(Dataset entries)
-*-

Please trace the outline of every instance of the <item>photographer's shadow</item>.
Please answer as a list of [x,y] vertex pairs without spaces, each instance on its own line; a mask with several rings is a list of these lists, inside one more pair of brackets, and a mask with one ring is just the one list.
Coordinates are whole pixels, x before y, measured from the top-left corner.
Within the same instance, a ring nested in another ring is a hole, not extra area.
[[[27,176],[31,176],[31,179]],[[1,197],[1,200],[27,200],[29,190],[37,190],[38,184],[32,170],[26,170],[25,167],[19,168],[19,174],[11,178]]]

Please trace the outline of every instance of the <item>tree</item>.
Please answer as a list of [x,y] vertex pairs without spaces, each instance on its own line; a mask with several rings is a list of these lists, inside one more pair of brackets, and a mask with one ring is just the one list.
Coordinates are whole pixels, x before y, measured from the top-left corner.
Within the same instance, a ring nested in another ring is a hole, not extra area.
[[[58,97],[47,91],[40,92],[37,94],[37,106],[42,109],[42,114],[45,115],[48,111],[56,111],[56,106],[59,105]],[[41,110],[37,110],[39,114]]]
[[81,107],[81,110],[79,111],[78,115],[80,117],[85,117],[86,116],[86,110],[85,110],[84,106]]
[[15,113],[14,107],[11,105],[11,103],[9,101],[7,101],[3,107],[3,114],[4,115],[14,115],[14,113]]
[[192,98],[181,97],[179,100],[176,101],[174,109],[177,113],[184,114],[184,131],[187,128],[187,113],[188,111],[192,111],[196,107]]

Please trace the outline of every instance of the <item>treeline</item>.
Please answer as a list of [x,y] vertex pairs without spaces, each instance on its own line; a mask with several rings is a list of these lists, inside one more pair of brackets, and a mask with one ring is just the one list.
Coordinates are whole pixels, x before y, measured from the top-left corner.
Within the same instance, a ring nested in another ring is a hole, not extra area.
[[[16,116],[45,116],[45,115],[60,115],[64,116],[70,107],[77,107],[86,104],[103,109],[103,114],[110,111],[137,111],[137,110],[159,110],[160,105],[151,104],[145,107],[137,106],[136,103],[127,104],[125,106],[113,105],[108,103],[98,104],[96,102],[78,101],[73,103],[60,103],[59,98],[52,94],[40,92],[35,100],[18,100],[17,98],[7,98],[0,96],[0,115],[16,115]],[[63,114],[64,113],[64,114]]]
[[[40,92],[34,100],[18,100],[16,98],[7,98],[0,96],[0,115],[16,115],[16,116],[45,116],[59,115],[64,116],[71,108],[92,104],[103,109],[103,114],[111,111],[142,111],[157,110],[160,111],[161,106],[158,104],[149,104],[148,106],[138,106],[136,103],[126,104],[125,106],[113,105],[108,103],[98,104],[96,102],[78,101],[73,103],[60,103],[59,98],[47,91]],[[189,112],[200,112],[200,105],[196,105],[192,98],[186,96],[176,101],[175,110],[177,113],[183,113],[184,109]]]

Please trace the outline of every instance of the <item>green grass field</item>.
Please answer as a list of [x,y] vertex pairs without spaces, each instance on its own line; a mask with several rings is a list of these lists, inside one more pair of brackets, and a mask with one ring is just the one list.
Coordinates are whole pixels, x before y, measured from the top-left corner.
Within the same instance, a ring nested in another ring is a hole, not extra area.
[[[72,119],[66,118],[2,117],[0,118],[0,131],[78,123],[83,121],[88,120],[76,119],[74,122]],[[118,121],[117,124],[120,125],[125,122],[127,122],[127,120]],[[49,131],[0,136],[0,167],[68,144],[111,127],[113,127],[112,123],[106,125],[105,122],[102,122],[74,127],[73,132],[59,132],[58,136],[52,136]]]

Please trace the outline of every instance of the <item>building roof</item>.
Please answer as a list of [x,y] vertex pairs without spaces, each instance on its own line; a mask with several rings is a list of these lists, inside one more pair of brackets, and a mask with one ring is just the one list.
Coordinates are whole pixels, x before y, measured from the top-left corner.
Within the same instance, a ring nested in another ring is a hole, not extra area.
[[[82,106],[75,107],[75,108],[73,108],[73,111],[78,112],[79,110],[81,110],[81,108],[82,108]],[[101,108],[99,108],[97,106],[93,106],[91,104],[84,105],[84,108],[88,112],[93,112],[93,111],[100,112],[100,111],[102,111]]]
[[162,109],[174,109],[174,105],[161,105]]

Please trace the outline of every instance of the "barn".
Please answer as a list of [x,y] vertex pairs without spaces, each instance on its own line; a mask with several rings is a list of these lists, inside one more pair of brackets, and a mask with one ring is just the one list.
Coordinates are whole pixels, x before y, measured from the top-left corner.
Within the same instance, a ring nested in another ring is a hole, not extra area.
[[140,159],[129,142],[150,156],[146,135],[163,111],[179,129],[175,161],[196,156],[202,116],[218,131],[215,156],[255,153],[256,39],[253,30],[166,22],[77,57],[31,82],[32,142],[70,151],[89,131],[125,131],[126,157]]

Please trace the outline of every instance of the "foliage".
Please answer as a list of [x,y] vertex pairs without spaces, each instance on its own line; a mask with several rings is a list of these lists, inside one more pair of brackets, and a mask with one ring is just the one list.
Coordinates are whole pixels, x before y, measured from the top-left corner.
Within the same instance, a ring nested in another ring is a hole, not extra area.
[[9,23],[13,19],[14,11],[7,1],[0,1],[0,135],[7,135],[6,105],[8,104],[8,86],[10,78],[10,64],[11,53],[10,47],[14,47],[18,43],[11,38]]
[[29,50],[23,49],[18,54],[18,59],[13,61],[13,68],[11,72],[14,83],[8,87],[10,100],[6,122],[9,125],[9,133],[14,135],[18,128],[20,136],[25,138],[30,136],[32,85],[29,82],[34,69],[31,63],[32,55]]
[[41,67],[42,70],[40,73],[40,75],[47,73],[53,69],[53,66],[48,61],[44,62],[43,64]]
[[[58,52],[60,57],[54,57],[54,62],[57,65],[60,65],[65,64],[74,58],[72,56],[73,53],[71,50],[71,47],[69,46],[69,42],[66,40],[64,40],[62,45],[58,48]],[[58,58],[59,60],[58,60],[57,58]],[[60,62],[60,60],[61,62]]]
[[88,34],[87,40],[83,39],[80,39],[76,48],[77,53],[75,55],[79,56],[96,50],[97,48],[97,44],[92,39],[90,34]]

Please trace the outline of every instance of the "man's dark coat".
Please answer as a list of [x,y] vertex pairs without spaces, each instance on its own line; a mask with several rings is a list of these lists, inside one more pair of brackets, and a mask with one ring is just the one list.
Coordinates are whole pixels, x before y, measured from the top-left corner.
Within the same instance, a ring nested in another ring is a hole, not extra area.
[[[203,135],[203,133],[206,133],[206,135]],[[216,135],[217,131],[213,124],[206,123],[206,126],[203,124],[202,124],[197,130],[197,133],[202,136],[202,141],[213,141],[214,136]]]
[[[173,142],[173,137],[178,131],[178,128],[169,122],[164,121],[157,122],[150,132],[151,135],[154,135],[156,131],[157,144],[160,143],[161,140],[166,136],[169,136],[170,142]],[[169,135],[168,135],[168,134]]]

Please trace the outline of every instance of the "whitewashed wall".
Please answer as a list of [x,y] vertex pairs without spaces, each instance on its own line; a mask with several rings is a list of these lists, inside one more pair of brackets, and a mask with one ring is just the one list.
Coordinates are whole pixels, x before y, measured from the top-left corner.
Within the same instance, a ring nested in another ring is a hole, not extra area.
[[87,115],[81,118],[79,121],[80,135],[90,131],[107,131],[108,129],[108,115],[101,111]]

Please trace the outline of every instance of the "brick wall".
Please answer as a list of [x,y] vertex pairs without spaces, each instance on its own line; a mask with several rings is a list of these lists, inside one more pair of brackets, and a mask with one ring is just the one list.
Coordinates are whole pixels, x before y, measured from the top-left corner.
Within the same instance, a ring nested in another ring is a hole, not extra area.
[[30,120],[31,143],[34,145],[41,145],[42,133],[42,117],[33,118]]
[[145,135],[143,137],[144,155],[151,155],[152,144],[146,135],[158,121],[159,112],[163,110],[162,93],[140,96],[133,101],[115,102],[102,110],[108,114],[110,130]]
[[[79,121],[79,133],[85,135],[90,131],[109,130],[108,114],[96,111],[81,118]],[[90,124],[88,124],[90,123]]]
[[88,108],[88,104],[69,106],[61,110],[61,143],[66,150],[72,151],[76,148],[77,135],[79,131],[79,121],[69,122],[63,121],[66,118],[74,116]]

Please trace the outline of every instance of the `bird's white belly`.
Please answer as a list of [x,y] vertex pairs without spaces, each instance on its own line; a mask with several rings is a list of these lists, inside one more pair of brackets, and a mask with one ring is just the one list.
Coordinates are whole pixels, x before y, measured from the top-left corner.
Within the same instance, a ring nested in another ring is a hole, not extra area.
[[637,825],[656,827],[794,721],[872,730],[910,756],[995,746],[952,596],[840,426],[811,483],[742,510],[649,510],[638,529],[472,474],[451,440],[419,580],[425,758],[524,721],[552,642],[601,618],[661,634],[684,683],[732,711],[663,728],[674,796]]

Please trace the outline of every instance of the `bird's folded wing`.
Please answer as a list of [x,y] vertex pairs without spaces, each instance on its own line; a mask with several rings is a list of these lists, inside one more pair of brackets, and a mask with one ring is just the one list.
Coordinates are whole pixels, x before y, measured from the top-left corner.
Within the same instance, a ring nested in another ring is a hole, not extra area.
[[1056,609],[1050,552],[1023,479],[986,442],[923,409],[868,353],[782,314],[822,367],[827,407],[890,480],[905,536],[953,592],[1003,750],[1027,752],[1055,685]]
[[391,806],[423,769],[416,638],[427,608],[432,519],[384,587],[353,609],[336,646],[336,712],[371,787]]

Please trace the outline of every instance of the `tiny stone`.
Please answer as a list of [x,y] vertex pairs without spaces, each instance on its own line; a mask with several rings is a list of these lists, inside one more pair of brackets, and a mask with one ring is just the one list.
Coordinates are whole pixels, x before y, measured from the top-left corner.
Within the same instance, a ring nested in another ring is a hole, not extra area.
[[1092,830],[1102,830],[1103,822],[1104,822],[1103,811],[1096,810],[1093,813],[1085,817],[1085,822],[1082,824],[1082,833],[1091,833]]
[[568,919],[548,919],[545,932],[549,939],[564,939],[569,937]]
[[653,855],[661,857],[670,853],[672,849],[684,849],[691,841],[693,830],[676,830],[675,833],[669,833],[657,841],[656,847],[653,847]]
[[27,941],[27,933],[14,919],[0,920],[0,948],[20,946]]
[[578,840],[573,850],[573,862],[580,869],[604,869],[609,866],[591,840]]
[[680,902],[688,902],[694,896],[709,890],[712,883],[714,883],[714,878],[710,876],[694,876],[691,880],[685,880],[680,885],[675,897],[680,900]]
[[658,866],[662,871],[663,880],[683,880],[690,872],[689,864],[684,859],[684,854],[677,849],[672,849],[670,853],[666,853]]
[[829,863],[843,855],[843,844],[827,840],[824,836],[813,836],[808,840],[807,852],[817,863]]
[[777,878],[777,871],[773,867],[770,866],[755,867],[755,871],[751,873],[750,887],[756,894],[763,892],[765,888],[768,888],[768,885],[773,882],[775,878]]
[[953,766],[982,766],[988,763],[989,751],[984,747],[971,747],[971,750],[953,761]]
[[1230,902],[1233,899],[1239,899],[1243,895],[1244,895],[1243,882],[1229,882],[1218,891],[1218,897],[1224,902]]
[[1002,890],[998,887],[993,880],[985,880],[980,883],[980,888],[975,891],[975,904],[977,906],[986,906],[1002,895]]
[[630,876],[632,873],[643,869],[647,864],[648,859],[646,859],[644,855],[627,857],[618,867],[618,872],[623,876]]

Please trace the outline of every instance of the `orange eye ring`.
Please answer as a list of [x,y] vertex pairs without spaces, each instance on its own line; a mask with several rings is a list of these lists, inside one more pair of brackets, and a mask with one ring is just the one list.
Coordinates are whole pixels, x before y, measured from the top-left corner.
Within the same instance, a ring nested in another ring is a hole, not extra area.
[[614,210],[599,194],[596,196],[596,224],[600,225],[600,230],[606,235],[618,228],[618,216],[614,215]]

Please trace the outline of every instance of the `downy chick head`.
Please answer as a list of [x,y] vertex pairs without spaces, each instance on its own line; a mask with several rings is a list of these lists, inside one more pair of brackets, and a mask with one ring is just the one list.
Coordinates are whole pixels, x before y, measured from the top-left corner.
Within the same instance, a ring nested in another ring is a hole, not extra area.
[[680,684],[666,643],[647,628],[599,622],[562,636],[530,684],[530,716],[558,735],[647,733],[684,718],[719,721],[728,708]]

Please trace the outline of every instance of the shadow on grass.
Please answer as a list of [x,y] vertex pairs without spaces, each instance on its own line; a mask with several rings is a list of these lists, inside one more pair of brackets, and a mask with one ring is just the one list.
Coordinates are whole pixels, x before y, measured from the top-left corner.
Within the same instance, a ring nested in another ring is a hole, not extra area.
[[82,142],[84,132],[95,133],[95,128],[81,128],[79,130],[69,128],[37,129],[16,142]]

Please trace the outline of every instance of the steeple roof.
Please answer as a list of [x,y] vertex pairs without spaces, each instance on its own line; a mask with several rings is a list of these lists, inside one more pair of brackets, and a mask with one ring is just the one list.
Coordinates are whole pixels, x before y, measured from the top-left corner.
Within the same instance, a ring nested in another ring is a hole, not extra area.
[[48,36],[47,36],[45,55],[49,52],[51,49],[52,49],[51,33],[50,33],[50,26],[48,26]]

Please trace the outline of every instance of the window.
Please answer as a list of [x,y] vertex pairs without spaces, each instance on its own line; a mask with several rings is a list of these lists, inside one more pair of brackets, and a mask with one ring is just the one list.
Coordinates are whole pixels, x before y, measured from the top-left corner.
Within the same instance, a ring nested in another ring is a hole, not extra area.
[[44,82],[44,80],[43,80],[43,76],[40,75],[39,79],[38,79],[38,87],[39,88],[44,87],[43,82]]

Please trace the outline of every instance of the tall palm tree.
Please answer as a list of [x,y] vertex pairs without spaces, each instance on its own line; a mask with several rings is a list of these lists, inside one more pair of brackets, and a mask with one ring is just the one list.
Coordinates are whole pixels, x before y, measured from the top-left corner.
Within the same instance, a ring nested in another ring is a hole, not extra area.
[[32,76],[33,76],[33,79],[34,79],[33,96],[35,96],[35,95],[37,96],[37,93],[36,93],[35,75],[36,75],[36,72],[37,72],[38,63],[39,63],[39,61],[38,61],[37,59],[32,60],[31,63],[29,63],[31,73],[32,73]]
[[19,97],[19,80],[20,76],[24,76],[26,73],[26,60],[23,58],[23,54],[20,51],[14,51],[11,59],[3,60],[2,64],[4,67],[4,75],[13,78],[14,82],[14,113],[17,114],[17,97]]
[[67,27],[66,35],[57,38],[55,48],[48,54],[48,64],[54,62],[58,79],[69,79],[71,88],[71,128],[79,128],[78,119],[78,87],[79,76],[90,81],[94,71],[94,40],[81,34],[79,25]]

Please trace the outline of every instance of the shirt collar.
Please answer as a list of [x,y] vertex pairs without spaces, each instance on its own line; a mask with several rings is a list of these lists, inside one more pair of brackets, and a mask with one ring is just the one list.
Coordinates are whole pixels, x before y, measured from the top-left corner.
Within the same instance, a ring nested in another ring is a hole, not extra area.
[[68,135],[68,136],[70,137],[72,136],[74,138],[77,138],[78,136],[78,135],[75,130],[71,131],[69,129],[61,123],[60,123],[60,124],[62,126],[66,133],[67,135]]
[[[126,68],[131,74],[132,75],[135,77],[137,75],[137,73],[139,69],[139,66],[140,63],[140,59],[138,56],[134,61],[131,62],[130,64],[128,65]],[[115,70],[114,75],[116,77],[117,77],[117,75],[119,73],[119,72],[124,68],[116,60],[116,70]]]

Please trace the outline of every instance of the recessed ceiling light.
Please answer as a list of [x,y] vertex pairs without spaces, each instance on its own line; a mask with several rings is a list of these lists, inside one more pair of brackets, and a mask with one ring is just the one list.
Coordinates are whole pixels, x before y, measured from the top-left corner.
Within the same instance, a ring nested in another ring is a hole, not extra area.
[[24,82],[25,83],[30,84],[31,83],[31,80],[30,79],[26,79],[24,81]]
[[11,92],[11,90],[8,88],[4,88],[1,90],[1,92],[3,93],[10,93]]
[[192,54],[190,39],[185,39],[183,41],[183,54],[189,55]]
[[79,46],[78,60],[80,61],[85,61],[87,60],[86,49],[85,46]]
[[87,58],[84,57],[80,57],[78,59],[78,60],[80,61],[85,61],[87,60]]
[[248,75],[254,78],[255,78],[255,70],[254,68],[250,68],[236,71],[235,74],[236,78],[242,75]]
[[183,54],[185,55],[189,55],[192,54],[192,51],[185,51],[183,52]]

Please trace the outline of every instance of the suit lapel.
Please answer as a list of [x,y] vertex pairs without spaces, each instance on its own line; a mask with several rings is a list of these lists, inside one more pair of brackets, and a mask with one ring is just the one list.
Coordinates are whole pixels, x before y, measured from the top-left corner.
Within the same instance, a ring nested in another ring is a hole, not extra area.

-*-

§ **What you should do**: Output exactly the lines from the one containing "Please trace the outline of every instance of the shirt" through the last line of the entries, both ends included.

§ **Result**:
Please trace the outline of every instance of the shirt collar.
Please answer as a list of [x,y] vertex pairs without spaces, each instance on its own line; a mask with several rings is a list of these lists, inside one more pair of brackets, and a mask with one ring is just the one list.
Coordinates are whole pixels, x before y, measured from the top-left corner.
Within the same instance, a ring nested in another ring is a hole, not extra area.
[[68,135],[68,136],[70,137],[72,136],[74,138],[77,138],[78,136],[78,135],[75,130],[71,131],[69,129],[61,123],[60,123],[60,124],[62,126],[66,133],[67,135]]
[[[126,68],[131,74],[132,75],[135,77],[137,75],[137,73],[139,69],[139,66],[140,63],[140,59],[138,56],[134,61],[131,62],[130,64],[128,65]],[[115,70],[114,75],[116,77],[117,77],[117,75],[119,73],[119,72],[124,68],[116,60],[116,70]]]

Please trace the outline of every instance of the recessed ceiling light.
Please answer as a list of [x,y] vertex pairs without spaces, each instance on its own line; a mask with several rings is a list of these lists, inside one more pair of brackets, and a mask with one ring is just the one list.
Coordinates are whole pixels, x before y, measured from the top-left corner.
Within the same instance, a ring nested in another ring is a hole, not extra area.
[[24,82],[25,83],[30,84],[31,83],[31,80],[30,79],[26,79],[24,81]]
[[11,92],[11,90],[8,88],[4,88],[1,90],[1,92],[3,93],[10,93]]
[[192,54],[190,39],[185,39],[183,41],[183,54],[189,55]]
[[79,46],[78,60],[80,61],[85,61],[87,60],[86,49],[85,46]]
[[87,58],[84,57],[80,57],[78,59],[78,60],[80,61],[85,61],[87,60]]
[[248,75],[254,78],[255,78],[255,70],[254,68],[250,68],[236,71],[235,74],[236,78],[242,75]]
[[183,54],[185,55],[189,55],[192,54],[192,51],[185,51],[183,52]]

Please trace the outline of every instance of the suit lapel.
Please answer as a list of [x,y] vertex pairs without spaces, each instance on its own line; a mask with several rings is a list of these lists, inside one more pair of brackets, and a mask with one ring is just the one list.
Coordinates are whole pixels, x before y, measured from the top-left corner.
Within the same instance, a ring nested in another ring is a hole, not extra area.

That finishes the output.